# start of Selected text

The 15% minimum tax on billion-dollar corporations in the Inflation Reduction Act that President Biden signed into law in August shouldn’t be confused with the 15% global minimum tax on multinational companies that the Treasury Secretary Janet Yellen has been encouraging countries to approve, but it’s no surprise there is some confusion.
The Organization for Economic Cooperation and Development has developed a two-pillar model as part of its framework for combating corporate tax avoidance and deterring base erosion and profit shifting to low-tax countries by multinationals. The U.S. is among the 136 countries that have signed onto it. Pillar One expands a country’s ability to tax revenue if a company’s goods or services are being used or consumed there, even if there’s no physical presence in that nation, while Pillar Two sets a global minimum tax of 15% for large multinationals.
“There’s a lot of confusion,” said Kate Barton, global vice chair of tax at Ernst & Young. “The Inflation Act clearly has a domestic minimum tax, but it does not address the requirements of Pillar Two to have a global minimum tax.”

# end of Selected text
# start of Information supplied

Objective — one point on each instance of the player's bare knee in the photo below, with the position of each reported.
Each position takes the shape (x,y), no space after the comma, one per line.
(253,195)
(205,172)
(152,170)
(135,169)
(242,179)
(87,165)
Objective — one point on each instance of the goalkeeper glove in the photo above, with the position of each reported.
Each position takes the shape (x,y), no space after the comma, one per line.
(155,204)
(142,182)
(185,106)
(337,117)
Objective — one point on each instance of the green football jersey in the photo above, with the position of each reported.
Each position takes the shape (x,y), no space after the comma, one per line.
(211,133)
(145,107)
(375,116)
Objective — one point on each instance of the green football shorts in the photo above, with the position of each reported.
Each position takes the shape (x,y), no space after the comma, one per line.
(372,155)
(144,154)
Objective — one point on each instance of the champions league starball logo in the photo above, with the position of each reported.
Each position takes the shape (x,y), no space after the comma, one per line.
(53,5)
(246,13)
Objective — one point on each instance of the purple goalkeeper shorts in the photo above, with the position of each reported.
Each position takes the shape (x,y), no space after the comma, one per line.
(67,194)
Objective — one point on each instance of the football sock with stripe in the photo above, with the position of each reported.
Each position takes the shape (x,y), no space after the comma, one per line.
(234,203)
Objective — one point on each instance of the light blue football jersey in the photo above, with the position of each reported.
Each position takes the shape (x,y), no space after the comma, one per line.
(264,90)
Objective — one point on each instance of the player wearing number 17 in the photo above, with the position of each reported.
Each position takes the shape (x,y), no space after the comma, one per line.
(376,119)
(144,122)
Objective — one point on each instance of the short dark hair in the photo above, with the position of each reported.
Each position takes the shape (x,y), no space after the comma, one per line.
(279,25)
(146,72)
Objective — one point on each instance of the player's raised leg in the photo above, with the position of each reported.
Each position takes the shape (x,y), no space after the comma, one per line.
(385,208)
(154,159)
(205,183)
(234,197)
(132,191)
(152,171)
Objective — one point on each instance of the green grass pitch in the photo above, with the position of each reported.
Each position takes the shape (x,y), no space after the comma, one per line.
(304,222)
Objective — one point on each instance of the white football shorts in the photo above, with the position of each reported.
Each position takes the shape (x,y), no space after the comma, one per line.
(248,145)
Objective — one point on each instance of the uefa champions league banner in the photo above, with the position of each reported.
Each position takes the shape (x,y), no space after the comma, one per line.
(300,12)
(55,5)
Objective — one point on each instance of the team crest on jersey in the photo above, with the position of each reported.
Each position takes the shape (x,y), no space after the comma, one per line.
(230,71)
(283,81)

# end of Information supplied

Tasks
- a) Decide whether each statement agrees with the passage on minimum taxes, answering yes or no and quoting the words of the passage that settle it: (i) The U.S. has signed onto the two-pillar model. (ii) Pillar One sets a global minimum tax of 15% for large multinationals. (iii) The Inflation Reduction Act addresses the Pillar Two requirement for a global minimum tax.
- b) Retype the passage on minimum taxes word for word, from "The Organization for" up to and including "for large multinationals.".

Answers
- a)
(i) Yes: "The U.S. is among the 136 countries that have signed onto it."
(ii) No: "while Pillar Two sets a global minimum tax of 15% for large multinationals."
(iii) No: "but it does not address the requirements of Pillar Two to have a global minimum tax."

- b)
The Organization for Economic Cooperation and Development has developed a two-pillar model as part of its framework for combating corporate tax avoidance and deterring base erosion and profit shifting to low-tax countries by multinationals. The U.S. is among the 136 countries that have signed onto it. Pillar One expands a country’s ability to tax revenue if a company’s goods or services are being used or consumed there, even if there’s no physical presence in that nation, while Pillar Two sets a global minimum tax of 15% for large multinationals.